(Image point grounding data)
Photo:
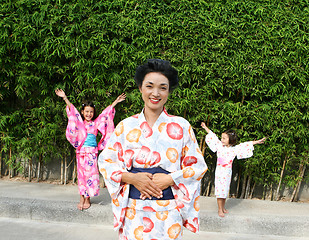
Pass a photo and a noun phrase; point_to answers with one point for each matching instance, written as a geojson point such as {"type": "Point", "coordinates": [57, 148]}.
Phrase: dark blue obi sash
{"type": "Point", "coordinates": [135, 193]}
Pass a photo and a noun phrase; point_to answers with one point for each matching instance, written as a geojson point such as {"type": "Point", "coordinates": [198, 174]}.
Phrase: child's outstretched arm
{"type": "Point", "coordinates": [203, 125]}
{"type": "Point", "coordinates": [260, 141]}
{"type": "Point", "coordinates": [119, 99]}
{"type": "Point", "coordinates": [61, 93]}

## Instructions for the task
Repeat exactly the lines above, starting with the line that contains "Phrase: dark blue obi sash" and ending with the last line, both included, and nothing else.

## Response box
Phrase: dark blue obi sash
{"type": "Point", "coordinates": [135, 193]}
Pass a photo and a noun phrase; point_to answers with one point for each matching instance, written as a geojson point such as {"type": "Point", "coordinates": [198, 174]}.
Phrase: child's outstretched arm
{"type": "Point", "coordinates": [203, 125]}
{"type": "Point", "coordinates": [260, 141]}
{"type": "Point", "coordinates": [119, 99]}
{"type": "Point", "coordinates": [61, 93]}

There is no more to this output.